* [Task requirements]
Rewrite every row below, switching "photo above" to "image above" and leaving everything else unchanged. Leave the pictures out of your answer.

***

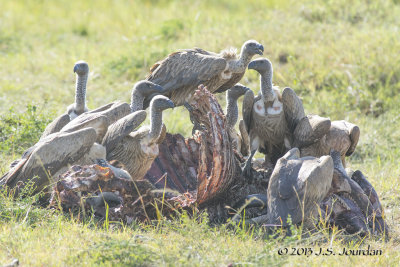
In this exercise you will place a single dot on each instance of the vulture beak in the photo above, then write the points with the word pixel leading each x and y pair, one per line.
pixel 158 88
pixel 260 50
pixel 252 65
pixel 171 104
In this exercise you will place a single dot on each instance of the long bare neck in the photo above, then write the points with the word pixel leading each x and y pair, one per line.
pixel 232 111
pixel 155 123
pixel 266 85
pixel 80 93
pixel 240 65
pixel 136 102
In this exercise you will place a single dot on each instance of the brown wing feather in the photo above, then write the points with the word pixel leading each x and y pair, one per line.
pixel 189 67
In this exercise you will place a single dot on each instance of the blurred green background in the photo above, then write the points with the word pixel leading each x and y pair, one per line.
pixel 342 57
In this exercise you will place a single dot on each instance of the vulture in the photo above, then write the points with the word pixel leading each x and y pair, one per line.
pixel 137 150
pixel 142 90
pixel 106 115
pixel 48 157
pixel 81 69
pixel 296 188
pixel 264 117
pixel 342 137
pixel 353 202
pixel 182 72
pixel 239 142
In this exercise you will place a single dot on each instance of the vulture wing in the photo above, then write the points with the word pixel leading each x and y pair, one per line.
pixel 190 67
pixel 121 128
pixel 293 108
pixel 56 125
pixel 310 129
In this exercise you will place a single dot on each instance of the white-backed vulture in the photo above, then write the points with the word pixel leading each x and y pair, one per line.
pixel 81 69
pixel 106 115
pixel 342 137
pixel 264 117
pixel 48 156
pixel 240 142
pixel 182 72
pixel 296 188
pixel 137 150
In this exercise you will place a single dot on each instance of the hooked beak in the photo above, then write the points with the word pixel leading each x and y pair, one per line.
pixel 171 104
pixel 260 50
pixel 252 65
pixel 158 88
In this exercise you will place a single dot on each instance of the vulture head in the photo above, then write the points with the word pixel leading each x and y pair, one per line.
pixel 271 98
pixel 143 90
pixel 81 68
pixel 160 103
pixel 236 91
pixel 252 48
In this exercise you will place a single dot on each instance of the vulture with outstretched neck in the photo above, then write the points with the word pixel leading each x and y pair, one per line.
pixel 240 142
pixel 81 69
pixel 264 117
pixel 137 150
pixel 182 72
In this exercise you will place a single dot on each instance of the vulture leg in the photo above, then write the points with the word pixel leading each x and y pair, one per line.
pixel 196 124
pixel 245 145
pixel 247 167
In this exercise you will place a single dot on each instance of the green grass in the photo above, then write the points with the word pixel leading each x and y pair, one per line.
pixel 342 57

***

* [Written answer]
In this exercise you will place a single dot on each instance of the vulture beak in the image above, then write the points with the word pixel leading each x and y pair, one per line.
pixel 158 88
pixel 260 50
pixel 252 65
pixel 171 104
In this exercise you will place a single dot on each instance of the long bare neck in the image above, then write the points with the word pixel leading each x and y pair, one per line.
pixel 232 111
pixel 155 123
pixel 266 85
pixel 80 93
pixel 240 65
pixel 136 102
In this exercise you will place a single dot on each instance of the brown wing feather in the image above, then write the points with the word pixel leading each x and y pair, one per line.
pixel 189 67
In this exercise you will place a single dot on each instance of the blurred green background in the image above, then write the points with the word pixel leading each x and y pair, one per line.
pixel 342 57
In this exercise you will place a single dot on each instance of the vulture in the image above, then write the points with the word pixel leading each x and y pair, one per line.
pixel 137 150
pixel 142 90
pixel 106 115
pixel 48 157
pixel 81 69
pixel 296 188
pixel 264 117
pixel 342 137
pixel 353 202
pixel 182 72
pixel 239 142
In this exercise you will place a single dot on each instance of the vulture wing in the image above, then write the points with the word pixel leading each x and y pair, one per line.
pixel 190 67
pixel 121 128
pixel 293 108
pixel 56 125
pixel 310 129
In this exercise you will place a single dot on each instance of the white-backed vulture in the image above, then write the points with the word pixel leading each x and y pair, one per line.
pixel 81 69
pixel 106 115
pixel 342 137
pixel 264 117
pixel 48 156
pixel 240 142
pixel 182 72
pixel 296 188
pixel 137 150
In this exercise you will place a single dot on each instance of the hooked beak in the image above, then write the points with the word pixel leading each x and y pair, one per line.
pixel 171 104
pixel 260 50
pixel 252 65
pixel 158 88
In this exercise you will place a single dot on each instance of the vulture head in the image above, then write the points with the word pixel leading each x and y pair, one per line.
pixel 271 98
pixel 143 90
pixel 81 68
pixel 160 103
pixel 236 91
pixel 252 48
In this exercise you will place a single dot on each instance of the vulture with outstretched neck in the image above, then write the points with the word pixel leading each x and y pair, one per line.
pixel 240 142
pixel 81 69
pixel 264 117
pixel 137 150
pixel 182 72
In this exercise you will place a single dot on each instance of the vulture leg in the image above, then write the points with the word pixel leading each x and y pair, one per line.
pixel 196 124
pixel 245 145
pixel 247 167
In this exercise you will place a single dot on each instance of the green grass in the image above, then write the points with the word pixel leading each x and y pair, one per line.
pixel 342 57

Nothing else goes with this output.